-- Start Source --
Use Gstreamer and Python to rip CDs

In a previous article, you learned how to use the MusicBrainz service to provide tag information for your audio files, using a simple Python script. This article shows you how to also script an all-in-one solution to copy your CDs down to a music library folder in your choice of formats.

Unfortunately, the powers that be make it impossible for Fedora to carry the necessary bits to encode MP3 in official repos. So that part is left as an exercise for the reader. But if you use a cloud service such as Google Play to host your music, this script makes audio files you can upload easily.

The script will record your CD down to one of the following file formats:

Uncompressed WAV, which you can further encode or play with.
Compressed but lossless FLAC. Lossless files preserve all the fidelity of the original audio.
Compressed, lossy Ogg Vorbis. Like MP3 and Apple’s AAC, Ogg Vorbis uses special algorithms and psychoacoustic properties to sound close to the original audio. However, Ogg Vorbis usually produces superior results to those other compressed formats at the same file sizes. You can read more about it here if you like technical details.

The components

The first element of the script is a GStreamer pipeline. GStreamer is a full featured multimedia framework included in Fedora. It comes installed by default in Workstation, too. GStreamer is used behind the scene by many multimedia apps in Fedora. It lets apps manipulate all kinds of video and audio files.

The second major component in this script is choosing, and using, a multimedia tagging library. In this case the mutagen library makes it easy to tag many kinds of multimedia files. The script in this article uses mutagen to tag Ogg Vorbis or FLAC files.

Finally, the script uses Python’s argparse, part of the standard library, for some easy to use options and help text. The argparse library is useful for most Python scripts where you expect the user to provide parameters. This article won’t cover this part of the script in great detail.
-- End Source --
-- Start Information supplied --
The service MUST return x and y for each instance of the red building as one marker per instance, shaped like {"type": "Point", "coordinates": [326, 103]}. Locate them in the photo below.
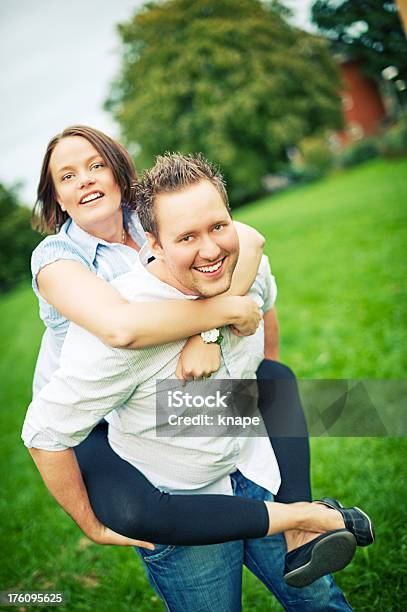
{"type": "Point", "coordinates": [363, 106]}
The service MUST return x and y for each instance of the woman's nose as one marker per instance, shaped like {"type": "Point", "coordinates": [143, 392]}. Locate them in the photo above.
{"type": "Point", "coordinates": [86, 179]}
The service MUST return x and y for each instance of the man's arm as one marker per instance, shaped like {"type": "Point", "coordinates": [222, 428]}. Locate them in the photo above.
{"type": "Point", "coordinates": [92, 381]}
{"type": "Point", "coordinates": [269, 294]}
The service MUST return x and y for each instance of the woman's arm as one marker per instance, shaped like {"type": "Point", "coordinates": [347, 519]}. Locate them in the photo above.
{"type": "Point", "coordinates": [82, 297]}
{"type": "Point", "coordinates": [251, 244]}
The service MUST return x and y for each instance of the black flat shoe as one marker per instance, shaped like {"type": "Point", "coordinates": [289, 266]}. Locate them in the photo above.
{"type": "Point", "coordinates": [329, 552]}
{"type": "Point", "coordinates": [356, 521]}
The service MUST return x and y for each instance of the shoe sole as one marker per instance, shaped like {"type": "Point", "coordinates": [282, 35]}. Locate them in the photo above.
{"type": "Point", "coordinates": [337, 504]}
{"type": "Point", "coordinates": [329, 555]}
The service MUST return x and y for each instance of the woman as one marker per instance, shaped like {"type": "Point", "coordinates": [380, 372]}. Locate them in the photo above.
{"type": "Point", "coordinates": [98, 240]}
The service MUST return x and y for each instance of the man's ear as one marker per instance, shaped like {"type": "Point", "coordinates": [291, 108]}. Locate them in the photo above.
{"type": "Point", "coordinates": [155, 246]}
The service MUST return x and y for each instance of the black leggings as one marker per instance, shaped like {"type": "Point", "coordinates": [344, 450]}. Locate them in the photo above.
{"type": "Point", "coordinates": [124, 500]}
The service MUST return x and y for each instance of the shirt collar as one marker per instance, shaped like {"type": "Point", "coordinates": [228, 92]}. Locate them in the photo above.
{"type": "Point", "coordinates": [85, 241]}
{"type": "Point", "coordinates": [89, 243]}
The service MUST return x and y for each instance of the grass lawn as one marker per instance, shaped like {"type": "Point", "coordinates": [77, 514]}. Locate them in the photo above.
{"type": "Point", "coordinates": [336, 248]}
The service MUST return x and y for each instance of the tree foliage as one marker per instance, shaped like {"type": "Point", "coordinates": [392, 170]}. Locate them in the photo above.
{"type": "Point", "coordinates": [370, 29]}
{"type": "Point", "coordinates": [228, 78]}
{"type": "Point", "coordinates": [17, 240]}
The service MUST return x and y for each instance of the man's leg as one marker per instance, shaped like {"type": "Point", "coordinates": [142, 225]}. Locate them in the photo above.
{"type": "Point", "coordinates": [264, 557]}
{"type": "Point", "coordinates": [196, 578]}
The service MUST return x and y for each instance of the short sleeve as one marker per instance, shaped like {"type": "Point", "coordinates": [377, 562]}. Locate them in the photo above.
{"type": "Point", "coordinates": [52, 249]}
{"type": "Point", "coordinates": [269, 284]}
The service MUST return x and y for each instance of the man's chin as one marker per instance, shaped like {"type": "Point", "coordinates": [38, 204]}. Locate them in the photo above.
{"type": "Point", "coordinates": [209, 288]}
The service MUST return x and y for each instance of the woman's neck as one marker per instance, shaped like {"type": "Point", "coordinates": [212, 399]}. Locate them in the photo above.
{"type": "Point", "coordinates": [110, 230]}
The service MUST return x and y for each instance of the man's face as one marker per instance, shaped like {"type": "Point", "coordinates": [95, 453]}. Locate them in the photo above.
{"type": "Point", "coordinates": [198, 241]}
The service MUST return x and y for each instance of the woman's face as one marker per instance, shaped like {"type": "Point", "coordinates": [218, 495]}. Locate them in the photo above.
{"type": "Point", "coordinates": [84, 184]}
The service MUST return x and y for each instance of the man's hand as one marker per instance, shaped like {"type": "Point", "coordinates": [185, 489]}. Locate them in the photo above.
{"type": "Point", "coordinates": [104, 535]}
{"type": "Point", "coordinates": [248, 317]}
{"type": "Point", "coordinates": [62, 476]}
{"type": "Point", "coordinates": [197, 359]}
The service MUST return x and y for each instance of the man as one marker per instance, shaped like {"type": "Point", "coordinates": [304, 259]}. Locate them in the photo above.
{"type": "Point", "coordinates": [184, 209]}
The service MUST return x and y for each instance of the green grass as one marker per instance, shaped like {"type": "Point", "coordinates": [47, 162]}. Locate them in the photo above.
{"type": "Point", "coordinates": [336, 248]}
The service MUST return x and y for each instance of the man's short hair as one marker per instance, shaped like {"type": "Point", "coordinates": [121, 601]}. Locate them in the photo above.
{"type": "Point", "coordinates": [174, 172]}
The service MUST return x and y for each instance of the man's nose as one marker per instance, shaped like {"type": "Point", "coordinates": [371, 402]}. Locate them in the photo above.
{"type": "Point", "coordinates": [208, 249]}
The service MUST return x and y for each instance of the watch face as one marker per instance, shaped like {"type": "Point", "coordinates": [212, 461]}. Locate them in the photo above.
{"type": "Point", "coordinates": [210, 336]}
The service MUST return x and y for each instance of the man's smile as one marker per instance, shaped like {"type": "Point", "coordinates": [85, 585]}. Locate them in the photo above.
{"type": "Point", "coordinates": [212, 270]}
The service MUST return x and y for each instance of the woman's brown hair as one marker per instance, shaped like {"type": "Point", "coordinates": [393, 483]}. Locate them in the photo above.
{"type": "Point", "coordinates": [47, 214]}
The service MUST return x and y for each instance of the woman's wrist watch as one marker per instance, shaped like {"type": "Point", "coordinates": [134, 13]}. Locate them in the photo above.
{"type": "Point", "coordinates": [213, 336]}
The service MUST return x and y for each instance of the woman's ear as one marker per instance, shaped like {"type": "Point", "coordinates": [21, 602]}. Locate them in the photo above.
{"type": "Point", "coordinates": [155, 246]}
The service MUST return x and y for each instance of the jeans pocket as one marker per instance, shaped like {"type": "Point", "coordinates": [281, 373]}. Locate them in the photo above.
{"type": "Point", "coordinates": [160, 552]}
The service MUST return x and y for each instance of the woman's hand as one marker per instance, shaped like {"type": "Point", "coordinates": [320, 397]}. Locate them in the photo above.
{"type": "Point", "coordinates": [197, 359]}
{"type": "Point", "coordinates": [104, 535]}
{"type": "Point", "coordinates": [249, 316]}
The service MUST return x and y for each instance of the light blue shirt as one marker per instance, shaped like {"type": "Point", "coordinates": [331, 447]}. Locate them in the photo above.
{"type": "Point", "coordinates": [95, 381]}
{"type": "Point", "coordinates": [105, 259]}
-- End Information supplied --
Reproduce the passage of the article on ripping CDs with GStreamer and Python, starting at "Compressed, lossy Ogg" and ending at "and audio files.". These entries were drawn from a separate source.

Compressed, lossy Ogg Vorbis. Like MP3 and Apple’s AAC, Ogg Vorbis uses special algorithms and psychoacoustic properties to sound close to the original audio. However, Ogg Vorbis usually produces superior results to those other compressed formats at the same file sizes. You can read more about it here if you like technical details.

The components

The first element of the script is a GStreamer pipeline. GStreamer is a full featured multimedia framework included in Fedora. It comes installed by default in Workstation, too. GStreamer is used behind the scene by many multimedia apps in Fedora. It lets apps manipulate all kinds of video and audio files.